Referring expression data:
»»
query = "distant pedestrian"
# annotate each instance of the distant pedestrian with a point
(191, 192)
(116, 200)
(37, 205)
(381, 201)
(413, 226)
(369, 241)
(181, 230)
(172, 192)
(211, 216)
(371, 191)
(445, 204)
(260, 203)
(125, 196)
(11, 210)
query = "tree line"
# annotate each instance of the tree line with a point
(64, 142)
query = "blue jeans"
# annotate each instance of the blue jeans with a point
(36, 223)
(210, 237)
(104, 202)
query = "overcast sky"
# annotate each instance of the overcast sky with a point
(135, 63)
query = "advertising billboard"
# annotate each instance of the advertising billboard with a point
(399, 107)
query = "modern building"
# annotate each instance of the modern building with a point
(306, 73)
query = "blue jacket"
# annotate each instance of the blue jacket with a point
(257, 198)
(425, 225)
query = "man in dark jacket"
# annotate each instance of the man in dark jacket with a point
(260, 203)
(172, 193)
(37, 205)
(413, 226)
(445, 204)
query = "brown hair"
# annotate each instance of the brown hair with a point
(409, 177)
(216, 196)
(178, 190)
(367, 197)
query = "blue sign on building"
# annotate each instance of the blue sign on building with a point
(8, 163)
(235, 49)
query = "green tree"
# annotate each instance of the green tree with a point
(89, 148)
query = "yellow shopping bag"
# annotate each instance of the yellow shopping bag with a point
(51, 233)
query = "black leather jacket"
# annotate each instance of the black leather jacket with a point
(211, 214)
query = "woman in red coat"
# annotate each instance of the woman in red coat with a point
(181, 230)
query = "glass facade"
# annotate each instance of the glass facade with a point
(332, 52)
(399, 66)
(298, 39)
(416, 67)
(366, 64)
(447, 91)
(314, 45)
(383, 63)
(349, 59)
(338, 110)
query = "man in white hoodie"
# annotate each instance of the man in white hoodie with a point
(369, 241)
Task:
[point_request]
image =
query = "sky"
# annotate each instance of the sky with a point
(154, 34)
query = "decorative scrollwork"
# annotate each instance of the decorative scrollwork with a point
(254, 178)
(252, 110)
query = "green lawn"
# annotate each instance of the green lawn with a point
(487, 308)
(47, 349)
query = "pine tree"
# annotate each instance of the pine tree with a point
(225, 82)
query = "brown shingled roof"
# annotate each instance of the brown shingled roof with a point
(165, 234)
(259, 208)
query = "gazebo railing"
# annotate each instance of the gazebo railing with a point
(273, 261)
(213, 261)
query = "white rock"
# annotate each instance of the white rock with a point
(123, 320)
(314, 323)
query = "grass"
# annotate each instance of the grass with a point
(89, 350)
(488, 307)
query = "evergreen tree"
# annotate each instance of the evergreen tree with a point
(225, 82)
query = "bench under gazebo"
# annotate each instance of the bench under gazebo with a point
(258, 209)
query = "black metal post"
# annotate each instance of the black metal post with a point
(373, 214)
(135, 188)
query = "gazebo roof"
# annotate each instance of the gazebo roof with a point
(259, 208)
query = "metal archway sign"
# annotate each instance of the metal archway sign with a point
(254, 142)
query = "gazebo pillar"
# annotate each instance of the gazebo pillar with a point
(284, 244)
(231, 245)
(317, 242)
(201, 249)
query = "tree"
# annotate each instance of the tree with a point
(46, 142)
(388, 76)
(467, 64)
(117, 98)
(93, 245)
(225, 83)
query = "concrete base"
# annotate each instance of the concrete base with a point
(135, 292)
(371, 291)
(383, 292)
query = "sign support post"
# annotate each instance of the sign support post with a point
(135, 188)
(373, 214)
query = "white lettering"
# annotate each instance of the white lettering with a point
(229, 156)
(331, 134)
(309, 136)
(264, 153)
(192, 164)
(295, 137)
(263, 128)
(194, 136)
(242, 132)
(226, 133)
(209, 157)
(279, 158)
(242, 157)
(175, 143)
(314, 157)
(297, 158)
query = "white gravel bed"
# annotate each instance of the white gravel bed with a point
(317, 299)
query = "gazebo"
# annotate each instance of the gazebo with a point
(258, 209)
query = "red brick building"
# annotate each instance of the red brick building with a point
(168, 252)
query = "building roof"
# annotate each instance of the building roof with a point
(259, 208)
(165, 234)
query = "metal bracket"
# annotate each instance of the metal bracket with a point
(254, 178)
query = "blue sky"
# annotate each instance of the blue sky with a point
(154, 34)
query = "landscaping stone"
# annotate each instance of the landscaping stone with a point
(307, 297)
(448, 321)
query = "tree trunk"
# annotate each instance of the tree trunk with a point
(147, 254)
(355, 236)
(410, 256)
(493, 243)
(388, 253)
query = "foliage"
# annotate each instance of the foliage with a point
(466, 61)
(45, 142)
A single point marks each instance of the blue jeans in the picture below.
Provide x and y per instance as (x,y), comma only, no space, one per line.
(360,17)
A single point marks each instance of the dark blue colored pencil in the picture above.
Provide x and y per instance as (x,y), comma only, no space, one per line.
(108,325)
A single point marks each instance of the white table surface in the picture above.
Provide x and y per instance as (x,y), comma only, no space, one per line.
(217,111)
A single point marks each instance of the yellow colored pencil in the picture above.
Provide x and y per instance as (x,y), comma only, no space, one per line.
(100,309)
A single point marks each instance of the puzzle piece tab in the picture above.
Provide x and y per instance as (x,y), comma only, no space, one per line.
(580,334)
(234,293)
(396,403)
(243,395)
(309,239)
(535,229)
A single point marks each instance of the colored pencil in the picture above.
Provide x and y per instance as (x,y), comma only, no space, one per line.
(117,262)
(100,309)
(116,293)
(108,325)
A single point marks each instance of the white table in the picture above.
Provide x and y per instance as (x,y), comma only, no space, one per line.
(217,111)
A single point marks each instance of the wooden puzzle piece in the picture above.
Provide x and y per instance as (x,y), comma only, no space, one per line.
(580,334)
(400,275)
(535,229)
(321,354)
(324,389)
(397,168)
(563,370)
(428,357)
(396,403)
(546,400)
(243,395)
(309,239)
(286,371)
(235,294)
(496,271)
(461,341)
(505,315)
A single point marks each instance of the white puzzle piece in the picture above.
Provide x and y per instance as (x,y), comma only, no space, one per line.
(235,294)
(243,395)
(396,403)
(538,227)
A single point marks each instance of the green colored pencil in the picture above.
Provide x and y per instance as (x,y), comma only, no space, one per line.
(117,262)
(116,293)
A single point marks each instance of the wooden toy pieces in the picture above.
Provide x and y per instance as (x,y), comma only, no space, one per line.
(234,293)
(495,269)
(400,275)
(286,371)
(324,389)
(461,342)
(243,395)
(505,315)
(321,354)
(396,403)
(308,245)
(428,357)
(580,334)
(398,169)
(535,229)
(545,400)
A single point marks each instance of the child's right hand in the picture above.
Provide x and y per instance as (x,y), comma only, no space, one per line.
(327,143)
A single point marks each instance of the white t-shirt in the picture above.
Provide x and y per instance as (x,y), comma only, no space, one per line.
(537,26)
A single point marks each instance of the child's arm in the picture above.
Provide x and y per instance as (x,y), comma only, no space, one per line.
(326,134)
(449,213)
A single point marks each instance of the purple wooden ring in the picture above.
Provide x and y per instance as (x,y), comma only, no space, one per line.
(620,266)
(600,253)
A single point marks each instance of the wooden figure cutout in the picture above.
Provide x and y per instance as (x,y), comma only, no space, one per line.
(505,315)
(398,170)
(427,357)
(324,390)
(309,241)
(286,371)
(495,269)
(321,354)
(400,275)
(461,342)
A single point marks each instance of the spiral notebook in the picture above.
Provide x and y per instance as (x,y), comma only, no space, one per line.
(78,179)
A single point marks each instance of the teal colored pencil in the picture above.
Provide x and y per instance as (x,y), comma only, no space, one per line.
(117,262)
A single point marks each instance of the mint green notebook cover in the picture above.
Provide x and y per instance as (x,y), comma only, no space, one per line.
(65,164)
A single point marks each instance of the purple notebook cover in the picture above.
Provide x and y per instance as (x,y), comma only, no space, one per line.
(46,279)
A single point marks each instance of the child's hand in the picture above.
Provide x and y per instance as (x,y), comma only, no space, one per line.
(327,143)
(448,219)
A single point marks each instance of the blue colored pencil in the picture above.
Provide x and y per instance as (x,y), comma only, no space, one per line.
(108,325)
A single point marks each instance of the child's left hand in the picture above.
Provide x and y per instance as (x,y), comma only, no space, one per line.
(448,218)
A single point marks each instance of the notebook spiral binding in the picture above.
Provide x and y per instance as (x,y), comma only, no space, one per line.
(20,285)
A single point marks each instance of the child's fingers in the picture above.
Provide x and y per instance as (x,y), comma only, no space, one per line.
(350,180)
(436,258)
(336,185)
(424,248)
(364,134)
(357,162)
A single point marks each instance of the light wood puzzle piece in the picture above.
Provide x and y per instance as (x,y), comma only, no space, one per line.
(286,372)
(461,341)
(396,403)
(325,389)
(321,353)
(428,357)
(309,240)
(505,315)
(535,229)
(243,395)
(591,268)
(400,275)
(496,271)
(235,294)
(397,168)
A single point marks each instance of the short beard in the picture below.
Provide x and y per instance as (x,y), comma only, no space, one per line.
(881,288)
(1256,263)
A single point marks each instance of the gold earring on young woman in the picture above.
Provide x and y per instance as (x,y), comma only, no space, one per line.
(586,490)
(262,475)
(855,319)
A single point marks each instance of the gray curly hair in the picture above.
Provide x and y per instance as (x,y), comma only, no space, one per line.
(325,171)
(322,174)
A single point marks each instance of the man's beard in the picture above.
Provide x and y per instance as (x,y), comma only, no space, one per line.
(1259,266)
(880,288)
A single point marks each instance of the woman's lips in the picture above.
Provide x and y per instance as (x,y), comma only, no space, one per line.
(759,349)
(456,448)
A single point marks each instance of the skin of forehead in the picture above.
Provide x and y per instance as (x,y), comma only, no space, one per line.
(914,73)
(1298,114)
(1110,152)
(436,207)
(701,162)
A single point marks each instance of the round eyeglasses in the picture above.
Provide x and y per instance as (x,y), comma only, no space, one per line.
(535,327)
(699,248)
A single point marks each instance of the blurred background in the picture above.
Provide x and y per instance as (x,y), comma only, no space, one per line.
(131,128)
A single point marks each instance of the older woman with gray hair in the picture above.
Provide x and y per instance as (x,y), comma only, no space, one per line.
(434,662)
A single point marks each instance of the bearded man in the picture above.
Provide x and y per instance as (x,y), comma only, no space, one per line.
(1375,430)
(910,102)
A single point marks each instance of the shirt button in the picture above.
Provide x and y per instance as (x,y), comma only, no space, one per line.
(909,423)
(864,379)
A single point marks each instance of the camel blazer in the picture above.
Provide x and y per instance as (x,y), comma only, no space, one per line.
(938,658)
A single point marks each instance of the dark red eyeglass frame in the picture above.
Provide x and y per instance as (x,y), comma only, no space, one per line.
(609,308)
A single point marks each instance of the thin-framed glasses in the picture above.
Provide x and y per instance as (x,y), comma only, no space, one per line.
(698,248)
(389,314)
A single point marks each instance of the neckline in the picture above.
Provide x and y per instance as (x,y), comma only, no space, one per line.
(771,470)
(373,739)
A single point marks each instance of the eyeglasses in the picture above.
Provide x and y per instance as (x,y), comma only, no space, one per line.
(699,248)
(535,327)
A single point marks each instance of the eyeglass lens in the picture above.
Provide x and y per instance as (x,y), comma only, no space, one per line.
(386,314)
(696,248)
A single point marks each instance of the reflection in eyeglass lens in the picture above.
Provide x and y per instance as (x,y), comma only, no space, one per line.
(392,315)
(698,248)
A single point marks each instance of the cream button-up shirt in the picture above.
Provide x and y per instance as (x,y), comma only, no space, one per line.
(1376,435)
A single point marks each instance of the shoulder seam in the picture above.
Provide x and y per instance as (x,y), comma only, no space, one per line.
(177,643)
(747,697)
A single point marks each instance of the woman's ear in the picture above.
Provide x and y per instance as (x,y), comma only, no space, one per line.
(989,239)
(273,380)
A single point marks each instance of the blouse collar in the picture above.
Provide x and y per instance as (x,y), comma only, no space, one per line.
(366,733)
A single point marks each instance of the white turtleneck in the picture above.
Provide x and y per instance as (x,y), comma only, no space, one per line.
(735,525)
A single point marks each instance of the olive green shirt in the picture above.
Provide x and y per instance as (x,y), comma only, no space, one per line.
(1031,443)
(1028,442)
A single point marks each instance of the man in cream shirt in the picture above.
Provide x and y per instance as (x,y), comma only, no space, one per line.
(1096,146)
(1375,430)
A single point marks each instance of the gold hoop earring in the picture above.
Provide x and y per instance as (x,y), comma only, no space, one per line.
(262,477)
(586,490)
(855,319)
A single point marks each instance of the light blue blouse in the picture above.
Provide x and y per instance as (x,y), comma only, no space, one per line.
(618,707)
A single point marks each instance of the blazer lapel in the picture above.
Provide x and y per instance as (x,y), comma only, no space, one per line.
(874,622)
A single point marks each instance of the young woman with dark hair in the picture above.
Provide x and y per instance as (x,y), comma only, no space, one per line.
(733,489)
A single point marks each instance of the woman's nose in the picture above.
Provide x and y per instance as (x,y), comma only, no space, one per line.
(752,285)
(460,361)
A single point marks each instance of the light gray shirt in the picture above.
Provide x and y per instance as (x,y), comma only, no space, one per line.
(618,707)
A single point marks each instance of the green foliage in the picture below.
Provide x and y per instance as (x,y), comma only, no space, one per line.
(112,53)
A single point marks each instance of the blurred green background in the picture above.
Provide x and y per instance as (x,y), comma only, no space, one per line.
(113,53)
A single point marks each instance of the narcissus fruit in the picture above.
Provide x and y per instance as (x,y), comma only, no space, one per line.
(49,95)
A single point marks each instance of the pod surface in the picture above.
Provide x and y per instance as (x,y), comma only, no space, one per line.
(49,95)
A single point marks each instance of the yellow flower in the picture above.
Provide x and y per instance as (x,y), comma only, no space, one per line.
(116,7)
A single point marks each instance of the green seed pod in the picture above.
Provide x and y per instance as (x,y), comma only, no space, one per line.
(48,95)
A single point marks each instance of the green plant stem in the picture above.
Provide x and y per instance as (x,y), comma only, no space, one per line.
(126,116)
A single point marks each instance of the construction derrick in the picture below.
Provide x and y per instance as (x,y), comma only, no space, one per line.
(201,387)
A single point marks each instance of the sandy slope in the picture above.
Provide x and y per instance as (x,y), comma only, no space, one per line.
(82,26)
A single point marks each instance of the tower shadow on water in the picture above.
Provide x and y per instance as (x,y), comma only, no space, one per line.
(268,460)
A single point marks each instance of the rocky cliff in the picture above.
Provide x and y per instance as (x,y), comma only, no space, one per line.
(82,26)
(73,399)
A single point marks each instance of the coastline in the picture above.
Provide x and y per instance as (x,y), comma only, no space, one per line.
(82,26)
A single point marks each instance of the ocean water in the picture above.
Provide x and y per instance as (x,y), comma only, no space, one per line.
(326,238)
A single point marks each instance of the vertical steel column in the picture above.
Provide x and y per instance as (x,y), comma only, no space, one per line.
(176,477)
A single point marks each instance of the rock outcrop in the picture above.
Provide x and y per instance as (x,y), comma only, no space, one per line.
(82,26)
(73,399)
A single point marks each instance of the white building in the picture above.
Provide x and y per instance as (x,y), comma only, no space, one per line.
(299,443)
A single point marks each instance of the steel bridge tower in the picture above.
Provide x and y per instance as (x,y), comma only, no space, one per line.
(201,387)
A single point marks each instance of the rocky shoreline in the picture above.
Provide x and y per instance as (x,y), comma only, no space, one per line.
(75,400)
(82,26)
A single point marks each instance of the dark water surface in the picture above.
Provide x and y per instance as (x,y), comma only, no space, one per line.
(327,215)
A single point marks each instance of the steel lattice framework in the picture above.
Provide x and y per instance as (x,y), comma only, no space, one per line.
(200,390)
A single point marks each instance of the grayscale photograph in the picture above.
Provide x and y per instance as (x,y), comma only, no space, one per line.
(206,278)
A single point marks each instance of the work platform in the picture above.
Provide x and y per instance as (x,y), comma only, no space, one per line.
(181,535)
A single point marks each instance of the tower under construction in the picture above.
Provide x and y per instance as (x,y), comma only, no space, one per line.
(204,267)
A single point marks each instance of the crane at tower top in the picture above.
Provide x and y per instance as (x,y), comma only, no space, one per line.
««
Task instructions » Lines with the word "earring" in them are the answer; report each one from the data.

Written solution »
A single point marks each instance of the gold earring on young woman in the picture above.
A single point marks each instance of the gold hoop earring in the picture above.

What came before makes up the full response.